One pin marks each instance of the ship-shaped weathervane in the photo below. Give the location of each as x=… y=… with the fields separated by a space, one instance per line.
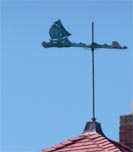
x=59 y=38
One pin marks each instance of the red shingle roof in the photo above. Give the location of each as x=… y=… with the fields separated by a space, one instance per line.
x=91 y=142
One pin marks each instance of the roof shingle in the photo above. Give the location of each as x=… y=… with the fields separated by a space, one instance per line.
x=88 y=143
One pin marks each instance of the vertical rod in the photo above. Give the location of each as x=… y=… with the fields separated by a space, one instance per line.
x=93 y=76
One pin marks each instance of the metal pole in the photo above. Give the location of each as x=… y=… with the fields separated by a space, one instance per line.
x=93 y=76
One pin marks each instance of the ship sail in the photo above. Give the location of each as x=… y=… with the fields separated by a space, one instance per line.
x=58 y=32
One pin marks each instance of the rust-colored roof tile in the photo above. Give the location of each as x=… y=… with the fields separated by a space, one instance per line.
x=88 y=143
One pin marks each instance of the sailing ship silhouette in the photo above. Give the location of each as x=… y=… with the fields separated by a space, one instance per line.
x=59 y=38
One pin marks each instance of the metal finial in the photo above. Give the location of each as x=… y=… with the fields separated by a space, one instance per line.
x=59 y=38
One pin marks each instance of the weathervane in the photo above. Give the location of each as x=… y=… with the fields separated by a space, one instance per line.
x=59 y=38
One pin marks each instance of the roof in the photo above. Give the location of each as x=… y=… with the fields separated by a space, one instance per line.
x=88 y=142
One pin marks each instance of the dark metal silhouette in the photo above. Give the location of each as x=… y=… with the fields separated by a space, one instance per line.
x=59 y=38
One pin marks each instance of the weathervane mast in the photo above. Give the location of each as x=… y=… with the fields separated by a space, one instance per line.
x=93 y=75
x=59 y=38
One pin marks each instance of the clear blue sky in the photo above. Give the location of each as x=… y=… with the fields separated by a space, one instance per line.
x=46 y=93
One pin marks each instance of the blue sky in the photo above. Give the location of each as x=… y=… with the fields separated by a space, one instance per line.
x=46 y=93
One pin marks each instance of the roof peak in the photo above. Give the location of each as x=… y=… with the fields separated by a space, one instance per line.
x=93 y=127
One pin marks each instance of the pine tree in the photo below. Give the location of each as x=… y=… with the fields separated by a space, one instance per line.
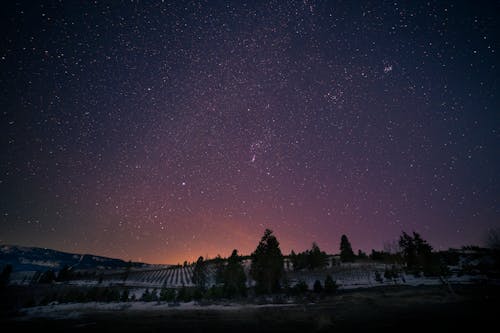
x=5 y=276
x=346 y=253
x=234 y=277
x=200 y=274
x=267 y=264
x=316 y=258
x=417 y=253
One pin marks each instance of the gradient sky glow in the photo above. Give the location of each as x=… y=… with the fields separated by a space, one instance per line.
x=163 y=131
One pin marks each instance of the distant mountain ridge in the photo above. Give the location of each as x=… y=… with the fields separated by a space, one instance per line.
x=24 y=258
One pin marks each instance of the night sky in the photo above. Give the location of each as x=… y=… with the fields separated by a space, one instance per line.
x=160 y=132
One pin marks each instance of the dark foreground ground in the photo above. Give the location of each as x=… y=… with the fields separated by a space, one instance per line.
x=397 y=309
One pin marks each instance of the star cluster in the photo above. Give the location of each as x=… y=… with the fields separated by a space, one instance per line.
x=164 y=131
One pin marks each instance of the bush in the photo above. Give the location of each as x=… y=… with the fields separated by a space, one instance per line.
x=330 y=285
x=317 y=288
x=300 y=288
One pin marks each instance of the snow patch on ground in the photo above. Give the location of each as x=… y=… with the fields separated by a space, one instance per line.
x=76 y=310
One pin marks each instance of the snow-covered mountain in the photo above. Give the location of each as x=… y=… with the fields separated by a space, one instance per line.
x=41 y=259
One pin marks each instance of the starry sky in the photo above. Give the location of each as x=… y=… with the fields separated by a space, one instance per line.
x=160 y=131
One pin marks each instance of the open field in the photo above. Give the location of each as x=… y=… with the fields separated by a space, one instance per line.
x=399 y=308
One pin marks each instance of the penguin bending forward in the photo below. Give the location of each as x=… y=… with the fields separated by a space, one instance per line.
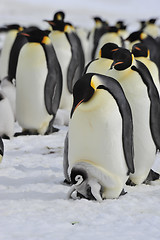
x=143 y=97
x=98 y=153
x=38 y=84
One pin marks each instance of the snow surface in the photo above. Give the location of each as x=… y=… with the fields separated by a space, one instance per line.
x=33 y=204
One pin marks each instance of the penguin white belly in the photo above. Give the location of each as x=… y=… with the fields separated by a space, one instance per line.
x=63 y=52
x=31 y=75
x=7 y=117
x=4 y=57
x=95 y=138
x=106 y=38
x=144 y=147
x=99 y=66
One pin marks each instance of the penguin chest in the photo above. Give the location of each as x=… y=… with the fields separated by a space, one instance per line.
x=95 y=136
x=64 y=54
x=30 y=81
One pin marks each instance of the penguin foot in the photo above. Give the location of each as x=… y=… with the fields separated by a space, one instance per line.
x=4 y=136
x=130 y=183
x=51 y=130
x=25 y=132
x=152 y=176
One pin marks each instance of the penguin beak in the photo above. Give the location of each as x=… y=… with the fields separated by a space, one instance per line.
x=74 y=108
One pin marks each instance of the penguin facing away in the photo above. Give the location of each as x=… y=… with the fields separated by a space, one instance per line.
x=142 y=54
x=143 y=98
x=71 y=58
x=38 y=85
x=7 y=117
x=100 y=116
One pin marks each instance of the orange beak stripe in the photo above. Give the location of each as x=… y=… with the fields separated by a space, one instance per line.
x=79 y=104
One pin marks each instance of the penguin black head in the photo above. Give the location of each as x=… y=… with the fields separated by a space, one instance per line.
x=78 y=176
x=36 y=35
x=122 y=59
x=140 y=50
x=107 y=50
x=59 y=16
x=134 y=36
x=82 y=91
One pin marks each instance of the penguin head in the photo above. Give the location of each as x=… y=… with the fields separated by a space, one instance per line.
x=59 y=16
x=107 y=50
x=135 y=36
x=37 y=35
x=140 y=50
x=78 y=176
x=82 y=91
x=122 y=59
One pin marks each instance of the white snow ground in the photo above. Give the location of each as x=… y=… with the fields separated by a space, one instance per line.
x=33 y=204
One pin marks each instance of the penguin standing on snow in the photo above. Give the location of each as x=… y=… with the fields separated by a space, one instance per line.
x=71 y=58
x=103 y=63
x=11 y=34
x=38 y=84
x=7 y=117
x=100 y=116
x=143 y=98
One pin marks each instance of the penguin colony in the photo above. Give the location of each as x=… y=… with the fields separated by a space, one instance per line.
x=105 y=81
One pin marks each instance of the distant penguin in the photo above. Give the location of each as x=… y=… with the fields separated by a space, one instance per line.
x=110 y=36
x=100 y=27
x=38 y=85
x=99 y=145
x=71 y=58
x=1 y=149
x=142 y=53
x=103 y=63
x=143 y=98
x=11 y=34
x=151 y=28
x=7 y=117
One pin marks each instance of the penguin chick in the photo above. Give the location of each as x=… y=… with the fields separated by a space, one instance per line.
x=97 y=167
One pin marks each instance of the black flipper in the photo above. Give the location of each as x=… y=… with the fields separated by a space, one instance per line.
x=154 y=101
x=112 y=85
x=76 y=64
x=53 y=84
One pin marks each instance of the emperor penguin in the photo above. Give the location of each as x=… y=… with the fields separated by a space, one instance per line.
x=111 y=35
x=1 y=149
x=103 y=63
x=99 y=145
x=100 y=27
x=38 y=84
x=151 y=28
x=7 y=117
x=143 y=98
x=142 y=53
x=11 y=34
x=69 y=52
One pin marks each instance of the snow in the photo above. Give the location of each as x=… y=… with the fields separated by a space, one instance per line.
x=33 y=203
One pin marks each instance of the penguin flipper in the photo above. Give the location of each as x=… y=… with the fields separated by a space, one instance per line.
x=53 y=84
x=1 y=149
x=14 y=54
x=65 y=160
x=117 y=92
x=76 y=65
x=154 y=101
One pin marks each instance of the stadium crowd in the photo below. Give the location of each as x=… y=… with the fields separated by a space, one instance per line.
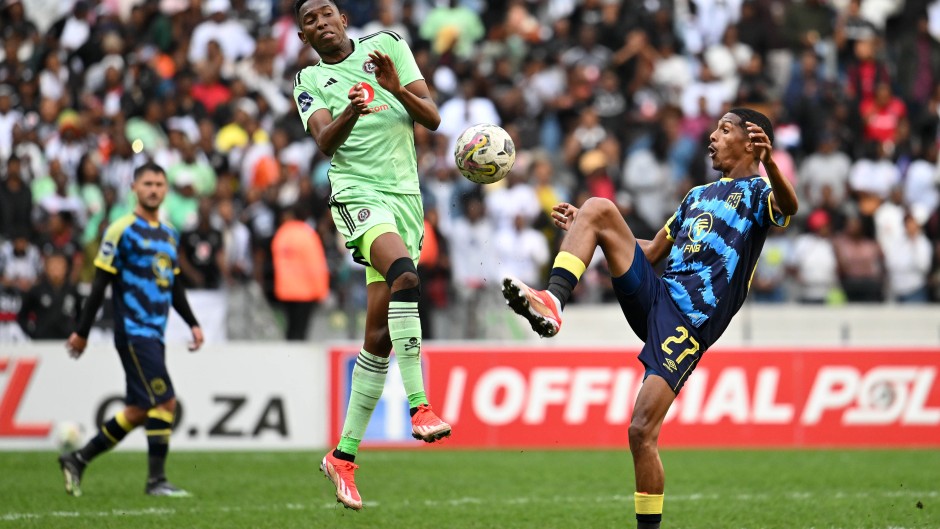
x=603 y=98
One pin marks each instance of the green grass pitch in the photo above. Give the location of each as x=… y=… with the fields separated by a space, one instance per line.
x=721 y=489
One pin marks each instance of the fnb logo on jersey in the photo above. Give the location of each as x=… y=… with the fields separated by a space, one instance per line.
x=503 y=398
x=391 y=420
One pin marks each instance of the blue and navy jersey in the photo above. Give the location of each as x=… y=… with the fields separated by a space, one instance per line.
x=718 y=232
x=143 y=257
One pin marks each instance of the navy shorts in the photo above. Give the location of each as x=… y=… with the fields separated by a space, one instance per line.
x=148 y=382
x=671 y=347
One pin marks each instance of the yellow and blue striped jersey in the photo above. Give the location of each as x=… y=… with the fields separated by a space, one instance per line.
x=718 y=232
x=143 y=257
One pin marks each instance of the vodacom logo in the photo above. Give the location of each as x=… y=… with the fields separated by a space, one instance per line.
x=368 y=93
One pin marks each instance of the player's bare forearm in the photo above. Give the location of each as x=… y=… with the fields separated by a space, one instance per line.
x=784 y=194
x=93 y=302
x=331 y=133
x=416 y=98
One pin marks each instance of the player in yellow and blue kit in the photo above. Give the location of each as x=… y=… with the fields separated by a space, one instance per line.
x=138 y=258
x=711 y=246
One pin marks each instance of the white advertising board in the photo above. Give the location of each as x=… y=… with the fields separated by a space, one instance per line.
x=232 y=396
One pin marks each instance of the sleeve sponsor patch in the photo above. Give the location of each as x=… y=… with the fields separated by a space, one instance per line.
x=304 y=100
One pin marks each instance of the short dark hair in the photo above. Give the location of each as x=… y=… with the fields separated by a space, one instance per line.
x=755 y=117
x=300 y=3
x=149 y=166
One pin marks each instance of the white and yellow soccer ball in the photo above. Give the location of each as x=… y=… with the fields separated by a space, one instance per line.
x=68 y=436
x=484 y=153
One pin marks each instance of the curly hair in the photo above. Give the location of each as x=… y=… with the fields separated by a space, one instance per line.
x=755 y=117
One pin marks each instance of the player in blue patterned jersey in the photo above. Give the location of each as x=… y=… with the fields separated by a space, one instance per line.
x=138 y=258
x=711 y=246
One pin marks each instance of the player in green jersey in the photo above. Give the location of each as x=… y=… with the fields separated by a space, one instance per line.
x=360 y=104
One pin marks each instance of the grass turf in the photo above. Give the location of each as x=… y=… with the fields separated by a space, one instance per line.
x=466 y=489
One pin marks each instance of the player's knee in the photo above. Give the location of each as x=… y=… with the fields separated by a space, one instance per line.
x=135 y=415
x=402 y=279
x=378 y=341
x=641 y=433
x=598 y=210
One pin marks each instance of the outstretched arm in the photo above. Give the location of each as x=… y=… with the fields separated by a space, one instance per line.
x=783 y=199
x=181 y=306
x=78 y=340
x=415 y=97
x=330 y=133
x=657 y=249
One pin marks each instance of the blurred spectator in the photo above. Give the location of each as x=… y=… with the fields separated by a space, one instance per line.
x=908 y=258
x=517 y=197
x=50 y=308
x=9 y=116
x=866 y=72
x=16 y=201
x=873 y=175
x=301 y=276
x=468 y=108
x=452 y=29
x=814 y=261
x=587 y=51
x=921 y=192
x=918 y=66
x=201 y=253
x=20 y=263
x=434 y=272
x=851 y=27
x=882 y=114
x=63 y=237
x=769 y=283
x=521 y=251
x=861 y=264
x=827 y=167
x=236 y=241
x=59 y=193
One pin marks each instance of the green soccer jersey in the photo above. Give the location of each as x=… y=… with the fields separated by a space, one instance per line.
x=380 y=150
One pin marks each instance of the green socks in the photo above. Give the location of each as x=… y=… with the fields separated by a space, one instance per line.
x=368 y=381
x=404 y=327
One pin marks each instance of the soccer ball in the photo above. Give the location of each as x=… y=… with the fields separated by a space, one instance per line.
x=484 y=153
x=68 y=436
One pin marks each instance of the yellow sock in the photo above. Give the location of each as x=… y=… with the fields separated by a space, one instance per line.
x=649 y=509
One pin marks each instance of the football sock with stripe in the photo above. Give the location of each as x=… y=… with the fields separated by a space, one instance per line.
x=566 y=272
x=368 y=381
x=404 y=327
x=159 y=426
x=111 y=433
x=649 y=510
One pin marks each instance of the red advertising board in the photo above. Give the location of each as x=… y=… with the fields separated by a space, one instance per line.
x=569 y=398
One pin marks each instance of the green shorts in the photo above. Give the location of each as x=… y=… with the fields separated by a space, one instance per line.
x=361 y=215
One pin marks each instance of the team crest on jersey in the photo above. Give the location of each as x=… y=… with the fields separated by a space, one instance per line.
x=701 y=226
x=162 y=269
x=304 y=100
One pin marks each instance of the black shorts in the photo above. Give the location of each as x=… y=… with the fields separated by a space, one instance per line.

[DIRECTION] Convert the entries above into a Markdown table with the columns Row and Line, beginning at the line that contains "One pin marks each instance of the white and" and stopping after the line that contains "x=380 y=150". Give each line its own numbered row and leave out blank lines.

[FINAL ANSWER]
| Row | Line |
|---|---|
| 1 | One pin marks each instance of the white and yellow soccer ball in the photo above. Give the location of each as x=… y=… with the fields separated by a space, one instance per line. |
| 2 | x=68 y=436 |
| 3 | x=484 y=153 |
| 4 | One pin marks each instance of the curly hair in the photo above. Give the location of each as x=… y=… with the fields separated by a space, one instance per line. |
| 5 | x=755 y=117 |
| 6 | One pin marks each instance of the player in blue patterned jersey in the photo above. Give the location of each as x=… y=… with the fields separated by a space, one instance per line. |
| 7 | x=138 y=258 |
| 8 | x=711 y=246 |
| 9 | One pin marks each instance of the player in green jersey in the photo above. Give the location of each as x=… y=… with the fields separated by a space, one instance per line. |
| 10 | x=360 y=104 |
| 11 | One pin marks each instance of the grass turf in the photo above. Give the location of each as x=… y=… with the fields separated by a space, one instance per line. |
| 12 | x=466 y=489 |
| 13 | One pin marks each instance of the player's knee in the photo above. Give the location of each as x=… y=… with the fields separated by a space, one instance per line. |
| 14 | x=135 y=415 |
| 15 | x=402 y=279 |
| 16 | x=378 y=341 |
| 17 | x=641 y=433 |
| 18 | x=598 y=210 |
| 19 | One pin marks each instance of the outstretched arm in the photo above. Give the location of each as x=… y=… with the fields separated by a space, one instance per line. |
| 20 | x=783 y=199 |
| 21 | x=181 y=306 |
| 22 | x=78 y=340 |
| 23 | x=415 y=97 |
| 24 | x=330 y=133 |
| 25 | x=657 y=249 |
| 26 | One pin marks each instance of the blurred spectator in the photo above. Give the location of each as x=… y=… with the fields separated by a space, one instance per line. |
| 27 | x=908 y=258 |
| 28 | x=517 y=197 |
| 29 | x=50 y=308 |
| 30 | x=9 y=116 |
| 31 | x=866 y=72 |
| 32 | x=16 y=201 |
| 33 | x=873 y=175 |
| 34 | x=301 y=276 |
| 35 | x=468 y=108 |
| 36 | x=452 y=29 |
| 37 | x=814 y=261 |
| 38 | x=587 y=51 |
| 39 | x=921 y=192 |
| 40 | x=918 y=66 |
| 41 | x=201 y=253 |
| 42 | x=20 y=263 |
| 43 | x=434 y=272 |
| 44 | x=851 y=27 |
| 45 | x=882 y=114 |
| 46 | x=63 y=237 |
| 47 | x=769 y=283 |
| 48 | x=521 y=251 |
| 49 | x=861 y=264 |
| 50 | x=827 y=167 |
| 51 | x=236 y=241 |
| 52 | x=59 y=193 |
| 53 | One pin marks each instance of the green soccer jersey in the photo above. Give the location of each as x=… y=… with the fields separated by a space, one instance per line. |
| 54 | x=380 y=150 |